<<<<
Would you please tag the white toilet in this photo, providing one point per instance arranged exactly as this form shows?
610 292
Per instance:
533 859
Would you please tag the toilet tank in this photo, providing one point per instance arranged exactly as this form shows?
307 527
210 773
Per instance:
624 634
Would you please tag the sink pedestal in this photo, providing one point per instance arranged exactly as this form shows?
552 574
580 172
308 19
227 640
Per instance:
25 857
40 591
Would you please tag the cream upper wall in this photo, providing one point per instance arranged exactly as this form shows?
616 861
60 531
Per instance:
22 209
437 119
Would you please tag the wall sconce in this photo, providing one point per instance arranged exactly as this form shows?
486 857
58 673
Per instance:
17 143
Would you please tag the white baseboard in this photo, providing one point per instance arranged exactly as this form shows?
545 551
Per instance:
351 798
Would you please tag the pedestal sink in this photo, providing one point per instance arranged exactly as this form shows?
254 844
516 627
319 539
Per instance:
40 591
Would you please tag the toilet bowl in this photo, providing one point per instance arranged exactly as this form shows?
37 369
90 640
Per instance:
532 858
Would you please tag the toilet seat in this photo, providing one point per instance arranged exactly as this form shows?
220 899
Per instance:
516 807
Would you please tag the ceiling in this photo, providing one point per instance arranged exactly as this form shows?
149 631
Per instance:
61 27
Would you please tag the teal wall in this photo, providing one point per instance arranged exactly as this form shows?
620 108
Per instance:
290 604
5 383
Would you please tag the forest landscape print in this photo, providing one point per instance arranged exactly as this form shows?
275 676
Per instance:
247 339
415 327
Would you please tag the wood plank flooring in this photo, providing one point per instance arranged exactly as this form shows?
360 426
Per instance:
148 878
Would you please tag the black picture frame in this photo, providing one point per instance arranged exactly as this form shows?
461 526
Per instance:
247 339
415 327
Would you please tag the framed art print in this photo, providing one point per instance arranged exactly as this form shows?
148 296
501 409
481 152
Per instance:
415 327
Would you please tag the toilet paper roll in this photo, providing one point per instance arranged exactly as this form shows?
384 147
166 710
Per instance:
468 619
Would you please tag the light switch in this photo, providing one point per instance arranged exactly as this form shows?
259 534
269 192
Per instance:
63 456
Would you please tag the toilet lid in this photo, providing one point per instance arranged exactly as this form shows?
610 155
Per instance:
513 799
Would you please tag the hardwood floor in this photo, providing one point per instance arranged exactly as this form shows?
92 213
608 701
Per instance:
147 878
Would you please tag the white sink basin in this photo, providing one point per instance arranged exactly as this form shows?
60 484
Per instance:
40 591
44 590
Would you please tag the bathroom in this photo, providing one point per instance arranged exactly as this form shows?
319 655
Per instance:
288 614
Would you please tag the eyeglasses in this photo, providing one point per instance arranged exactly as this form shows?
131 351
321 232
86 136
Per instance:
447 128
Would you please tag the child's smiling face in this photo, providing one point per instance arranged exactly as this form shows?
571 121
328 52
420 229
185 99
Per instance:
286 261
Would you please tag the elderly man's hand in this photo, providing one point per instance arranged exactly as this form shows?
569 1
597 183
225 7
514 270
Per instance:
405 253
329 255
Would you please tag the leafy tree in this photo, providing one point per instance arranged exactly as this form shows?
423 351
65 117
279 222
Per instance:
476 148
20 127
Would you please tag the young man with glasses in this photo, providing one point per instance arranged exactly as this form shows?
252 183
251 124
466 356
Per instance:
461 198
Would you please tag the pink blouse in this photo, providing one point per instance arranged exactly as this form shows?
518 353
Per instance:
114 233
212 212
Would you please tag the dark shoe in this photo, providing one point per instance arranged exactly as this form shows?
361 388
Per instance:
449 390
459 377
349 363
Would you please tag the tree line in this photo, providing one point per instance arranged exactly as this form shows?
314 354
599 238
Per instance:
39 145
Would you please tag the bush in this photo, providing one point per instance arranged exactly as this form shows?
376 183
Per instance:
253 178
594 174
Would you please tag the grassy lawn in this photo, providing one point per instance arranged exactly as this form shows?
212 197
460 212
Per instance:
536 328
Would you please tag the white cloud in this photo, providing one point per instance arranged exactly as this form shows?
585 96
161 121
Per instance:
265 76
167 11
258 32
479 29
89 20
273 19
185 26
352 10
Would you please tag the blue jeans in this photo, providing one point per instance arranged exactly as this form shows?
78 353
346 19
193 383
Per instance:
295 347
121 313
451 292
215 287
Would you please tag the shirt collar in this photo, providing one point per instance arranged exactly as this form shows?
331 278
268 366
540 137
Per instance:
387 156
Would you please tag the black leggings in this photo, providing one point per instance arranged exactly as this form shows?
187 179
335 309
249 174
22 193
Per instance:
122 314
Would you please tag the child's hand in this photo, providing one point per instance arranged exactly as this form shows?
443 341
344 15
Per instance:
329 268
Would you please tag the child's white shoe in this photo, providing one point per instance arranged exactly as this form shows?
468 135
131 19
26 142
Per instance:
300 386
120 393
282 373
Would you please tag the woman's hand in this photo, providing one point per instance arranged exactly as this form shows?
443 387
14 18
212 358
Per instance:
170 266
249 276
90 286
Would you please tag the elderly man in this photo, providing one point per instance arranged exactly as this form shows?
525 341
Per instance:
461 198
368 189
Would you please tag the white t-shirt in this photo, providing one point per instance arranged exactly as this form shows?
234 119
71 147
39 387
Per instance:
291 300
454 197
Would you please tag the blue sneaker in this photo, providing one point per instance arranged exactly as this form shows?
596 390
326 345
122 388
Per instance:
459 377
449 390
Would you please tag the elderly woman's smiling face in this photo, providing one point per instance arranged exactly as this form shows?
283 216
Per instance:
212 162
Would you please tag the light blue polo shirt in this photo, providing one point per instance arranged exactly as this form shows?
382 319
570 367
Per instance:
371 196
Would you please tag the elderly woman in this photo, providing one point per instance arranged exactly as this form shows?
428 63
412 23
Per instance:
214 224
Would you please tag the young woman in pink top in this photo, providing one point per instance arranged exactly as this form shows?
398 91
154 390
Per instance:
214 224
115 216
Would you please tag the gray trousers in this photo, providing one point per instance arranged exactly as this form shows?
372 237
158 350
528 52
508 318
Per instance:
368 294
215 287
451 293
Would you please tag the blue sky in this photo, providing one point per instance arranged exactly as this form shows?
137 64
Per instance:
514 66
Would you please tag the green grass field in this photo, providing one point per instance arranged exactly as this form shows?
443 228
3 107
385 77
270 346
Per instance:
>>>>
AIM:
The required output is the span of lines from the one containing "Would you please tag the elderly woman in" to the last line, reproduced character for character.

CORRECT OUTPUT:
Would you please tag the elderly woman in this photo, providing one point per instance arranged exactly as this form shows?
428 63
412 23
Per instance:
214 224
Would you please tag the young woman in pink top in this photo, providing one point per instance arranged exactly as this form shows?
398 91
154 390
Per instance:
214 224
115 216
Would you please tag the gray trousers in this photo, providing one point per instance arranged exactly as this form shows?
372 237
158 350
528 52
508 318
Per instance:
368 294
215 287
451 293
Would you please tag the blue sky in this photo, providing one point per instance arranged exactly as this form shows?
137 64
Per instance:
514 66
Would you please tag the green grass field in this photo, providing one point per instance arranged exactly as this form shows?
443 228
3 107
385 77
270 346
Per instance:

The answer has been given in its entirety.